◆ **To do**
Using "separated" as the search string, find the matching lines below and copy them.

***** Records to process

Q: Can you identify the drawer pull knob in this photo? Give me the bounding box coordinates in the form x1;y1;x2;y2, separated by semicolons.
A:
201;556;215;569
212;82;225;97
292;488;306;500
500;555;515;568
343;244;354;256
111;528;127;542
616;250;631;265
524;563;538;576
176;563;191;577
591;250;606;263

**********
***** Records to process

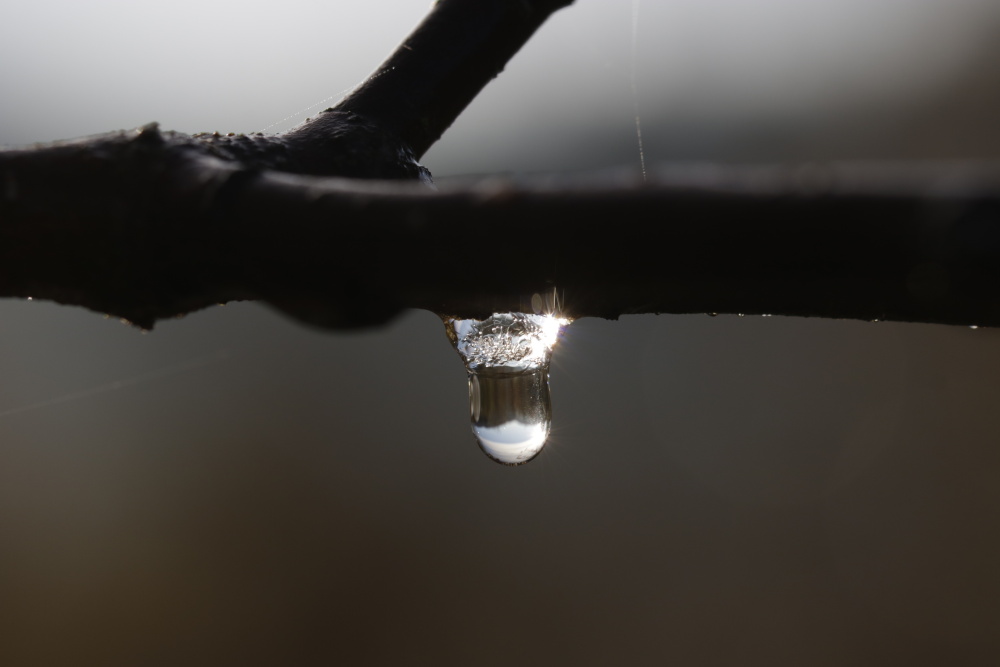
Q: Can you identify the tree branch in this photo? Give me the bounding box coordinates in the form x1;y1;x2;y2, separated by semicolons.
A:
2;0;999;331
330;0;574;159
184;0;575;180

**********

◆ **Output of the exercise**
Q: Can you identify the drawer pull knob in this photo? Give me the bounding box coordinates in the form x1;y1;x2;y2, separated by semicolons.
Q: Can you identify the tree branch in this photo? Give me the bounding box coordinates in the form x1;y1;x2;y2, separated by semicolons.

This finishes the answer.